Extract -
···
# Grizzly G9249 Lathe gear slop question (same as older Chinese belt lathes from Enco and Jet I believe)



## boldham (Mar 25, 2020)

Hi friends,
Newbie here. I just bought a used Grizzly metal lathe (my first) and I have some questions about gears!
The forward and reverse spur gears that connect the gearbox to the spindle have a tremendous amount of slop. I am wondering if this is normal/abnormal. (These are the gears that are closest to the spindle gear that have grease fittings.) .
Also, the spindle back gear slides back and forth on the shaft a lot (like 3/8" sorry, new to machining. I think that is that 375 thousandths?). I don't feel any play between the gear and shaft, but was wondering if the sliding is normal?
Finally, I haven't looked at the gearbox gears yet, but I have over 1/2 turn (~200 degrees) of play between the input shaft and output (threading or feeding rod). Normal?
Thanks for any feedback


----------



## DAT510 (Mar 26, 2020)

Welcome to HM.

Any Picts would helpful.


----------



## markba633csi (Mar 26, 2020)

Is it the back gear or the bull gear that slides?  It may be normal or it may be wear- picture would help
If the machine has a lot of hours the spindle to gearbox gears may be worn too- Grizzly may still have them
-mark


----------
···
Written task - Quote the lathe gear thread word for word from "Finally, I haven't" to "Welcome to HM.", including both ends.

Data lines -
···
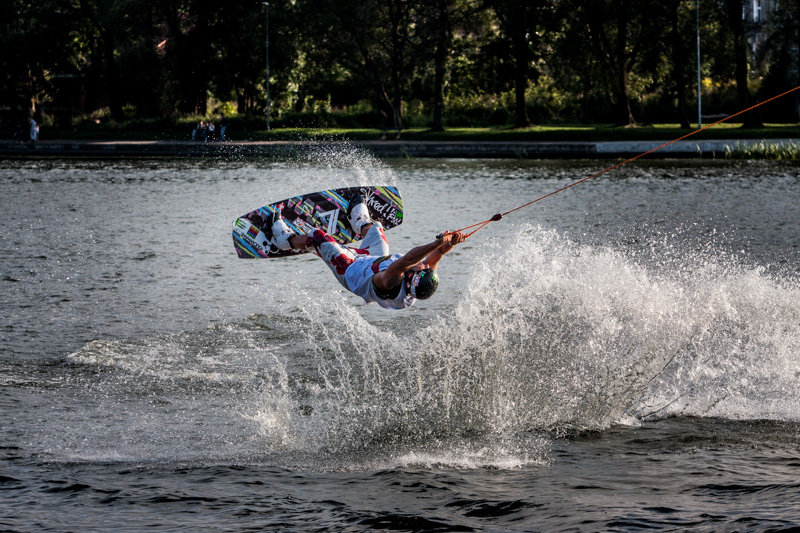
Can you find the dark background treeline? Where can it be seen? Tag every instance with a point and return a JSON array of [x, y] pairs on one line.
[[397, 63]]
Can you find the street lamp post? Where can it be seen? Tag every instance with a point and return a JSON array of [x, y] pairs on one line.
[[699, 86], [266, 30]]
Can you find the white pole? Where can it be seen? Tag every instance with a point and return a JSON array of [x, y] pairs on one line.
[[266, 30], [699, 85]]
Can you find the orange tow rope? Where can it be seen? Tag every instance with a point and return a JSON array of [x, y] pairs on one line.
[[498, 216]]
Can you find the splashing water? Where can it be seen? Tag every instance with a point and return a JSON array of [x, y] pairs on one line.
[[548, 334]]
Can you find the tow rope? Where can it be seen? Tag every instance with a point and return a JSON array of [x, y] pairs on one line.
[[498, 216]]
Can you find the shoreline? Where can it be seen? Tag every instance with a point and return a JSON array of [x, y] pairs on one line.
[[382, 149]]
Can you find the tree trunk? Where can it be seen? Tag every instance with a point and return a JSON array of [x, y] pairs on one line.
[[679, 60], [622, 106], [440, 60], [735, 7]]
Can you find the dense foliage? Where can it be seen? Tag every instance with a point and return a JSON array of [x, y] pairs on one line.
[[393, 63]]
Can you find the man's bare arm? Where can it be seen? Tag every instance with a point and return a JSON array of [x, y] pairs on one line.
[[386, 279]]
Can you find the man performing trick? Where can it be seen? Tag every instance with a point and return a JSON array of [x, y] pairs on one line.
[[391, 281]]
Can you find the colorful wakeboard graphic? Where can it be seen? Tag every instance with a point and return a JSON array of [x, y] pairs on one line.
[[325, 210]]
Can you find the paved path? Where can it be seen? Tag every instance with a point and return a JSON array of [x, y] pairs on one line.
[[396, 148]]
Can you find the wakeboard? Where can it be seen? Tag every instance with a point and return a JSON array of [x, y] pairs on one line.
[[325, 210]]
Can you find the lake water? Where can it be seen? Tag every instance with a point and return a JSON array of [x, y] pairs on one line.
[[623, 355]]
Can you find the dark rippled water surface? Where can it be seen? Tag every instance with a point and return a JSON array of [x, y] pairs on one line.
[[622, 356]]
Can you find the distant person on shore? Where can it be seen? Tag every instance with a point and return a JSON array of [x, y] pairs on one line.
[[19, 133], [34, 130], [223, 125], [199, 133]]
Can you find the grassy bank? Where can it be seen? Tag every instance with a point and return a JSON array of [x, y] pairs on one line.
[[247, 131]]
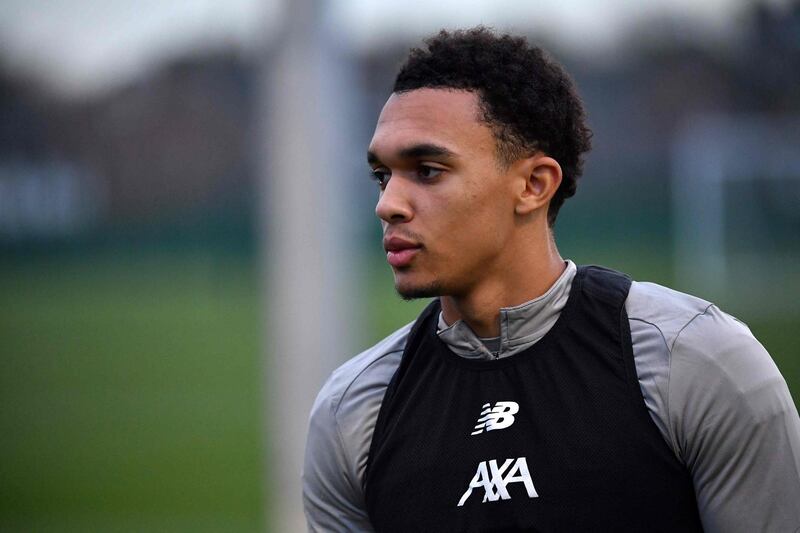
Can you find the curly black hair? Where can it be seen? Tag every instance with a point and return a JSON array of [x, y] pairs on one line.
[[526, 97]]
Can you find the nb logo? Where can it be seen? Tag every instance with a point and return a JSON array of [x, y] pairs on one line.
[[498, 417], [493, 479]]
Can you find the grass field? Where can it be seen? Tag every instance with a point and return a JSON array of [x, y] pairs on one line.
[[131, 390]]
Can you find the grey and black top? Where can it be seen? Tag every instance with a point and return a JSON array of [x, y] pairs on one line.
[[713, 392]]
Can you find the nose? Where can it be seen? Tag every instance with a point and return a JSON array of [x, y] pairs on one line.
[[393, 205]]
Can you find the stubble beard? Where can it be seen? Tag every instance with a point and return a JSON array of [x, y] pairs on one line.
[[416, 292]]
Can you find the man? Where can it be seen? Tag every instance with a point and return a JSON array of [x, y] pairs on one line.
[[532, 394]]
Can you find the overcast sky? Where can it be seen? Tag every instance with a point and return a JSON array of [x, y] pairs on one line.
[[87, 44]]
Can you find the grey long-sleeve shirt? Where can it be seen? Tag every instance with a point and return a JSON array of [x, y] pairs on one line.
[[712, 390]]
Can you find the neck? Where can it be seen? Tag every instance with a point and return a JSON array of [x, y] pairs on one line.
[[517, 282]]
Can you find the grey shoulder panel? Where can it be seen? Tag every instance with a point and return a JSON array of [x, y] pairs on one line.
[[737, 427], [339, 436], [657, 315], [722, 405]]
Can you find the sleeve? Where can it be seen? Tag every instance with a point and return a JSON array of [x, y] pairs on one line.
[[332, 498], [736, 427]]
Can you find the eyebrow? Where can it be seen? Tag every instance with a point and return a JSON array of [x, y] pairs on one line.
[[415, 151]]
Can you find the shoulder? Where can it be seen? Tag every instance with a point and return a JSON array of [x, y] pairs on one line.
[[339, 436], [372, 368], [662, 309]]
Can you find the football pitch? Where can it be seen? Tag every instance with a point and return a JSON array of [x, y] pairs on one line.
[[131, 390]]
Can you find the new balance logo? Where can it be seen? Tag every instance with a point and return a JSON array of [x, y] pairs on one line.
[[493, 479], [498, 417]]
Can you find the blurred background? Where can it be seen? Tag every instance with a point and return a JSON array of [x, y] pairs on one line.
···
Response to this task -
Finally, I haven't looked at the gearbox gears yet, but I have over 1/2 turn (~200 degrees) of play between the input shaft and output (threading or feeding rod). Normal?
Thanks for any feedback


----------



## DAT510 (Mar 26, 2020)

Welcome to HM.